Work required:
The data is to be set down once more, exactly as it reads.

Source material:
=== Section Start ===
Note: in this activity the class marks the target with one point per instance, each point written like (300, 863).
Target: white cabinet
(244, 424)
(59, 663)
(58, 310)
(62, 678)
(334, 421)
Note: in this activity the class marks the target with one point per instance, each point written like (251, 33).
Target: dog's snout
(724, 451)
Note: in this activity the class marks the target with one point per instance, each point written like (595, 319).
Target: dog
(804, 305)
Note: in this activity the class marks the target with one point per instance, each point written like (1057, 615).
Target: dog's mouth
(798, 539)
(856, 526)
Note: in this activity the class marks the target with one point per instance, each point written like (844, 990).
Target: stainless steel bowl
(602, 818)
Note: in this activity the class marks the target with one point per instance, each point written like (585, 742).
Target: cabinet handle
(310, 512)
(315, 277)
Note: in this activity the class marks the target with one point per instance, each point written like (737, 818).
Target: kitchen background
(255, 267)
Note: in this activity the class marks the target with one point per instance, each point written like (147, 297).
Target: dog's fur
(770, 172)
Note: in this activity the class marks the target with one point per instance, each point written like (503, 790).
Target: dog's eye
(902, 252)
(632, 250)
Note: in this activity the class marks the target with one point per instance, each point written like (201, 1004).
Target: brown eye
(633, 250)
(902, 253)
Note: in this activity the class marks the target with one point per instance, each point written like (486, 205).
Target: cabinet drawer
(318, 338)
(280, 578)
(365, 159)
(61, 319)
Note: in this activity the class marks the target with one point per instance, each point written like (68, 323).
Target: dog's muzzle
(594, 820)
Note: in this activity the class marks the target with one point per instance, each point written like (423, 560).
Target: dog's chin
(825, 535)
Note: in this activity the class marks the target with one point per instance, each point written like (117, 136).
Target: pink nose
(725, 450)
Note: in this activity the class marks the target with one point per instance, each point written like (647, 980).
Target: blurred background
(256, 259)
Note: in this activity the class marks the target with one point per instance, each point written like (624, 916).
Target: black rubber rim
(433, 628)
=== Section End ===
Solution below:
Note: in this activity the class marks the target with one point per instance, each point written like (300, 863).
Target: white cabinet
(244, 424)
(59, 663)
(58, 310)
(62, 678)
(334, 421)
Note: in this activity the class marks the target with one point per instance, each point written like (251, 33).
Target: dog's snout
(724, 451)
Note: in this activity the class marks the target with one point per instance, each point written like (595, 319).
Target: dog
(804, 305)
Note: in this activity the class marks the target with one point per instance, each point written like (1057, 615).
Target: dog's mouth
(798, 539)
(856, 526)
Note: in this activity the class marks the target with one point per instance, each point written like (844, 990).
Target: stainless steel bowl
(602, 818)
Note: in this activity the class marks the target with one point per instance, each point written like (585, 742).
Target: cabinet handle
(310, 512)
(315, 277)
Note: in this activity the class marks the target with one point per instance, each point written like (737, 818).
Target: kitchen background
(255, 267)
Note: in this activity the class marks the target with one point per instance, each point written like (147, 297).
Target: dog's fur
(770, 172)
Note: in this activity the class marks the target with one point per instance, each point written like (503, 790).
Target: dog's eye
(902, 252)
(632, 250)
Note: in this activity the class marks the target with one point per instance, each point written like (201, 1004).
Target: brown eye
(633, 250)
(902, 253)
Note: in this activity the class marks the target with one point per instance, each point written like (486, 205).
Target: cabinet drawer
(318, 338)
(280, 578)
(365, 159)
(61, 319)
Note: in this activity the class marks the target with one point per instance, each point written like (68, 323).
Target: dog's muzzle
(594, 820)
Note: in this activity the class marks the target with one point per instance, each point written like (423, 560).
Target: dog's chin
(825, 535)
Note: in this activity the class marks the target with one point per instance, each point written like (117, 136).
Target: pink nose
(725, 450)
Note: in this activity the class marks the target with one point per instance, each point written like (647, 980).
Target: blurred background
(256, 259)
Note: in this activity the class marks the target with one point per instance, each point written like (624, 916).
Target: black rubber rim
(433, 628)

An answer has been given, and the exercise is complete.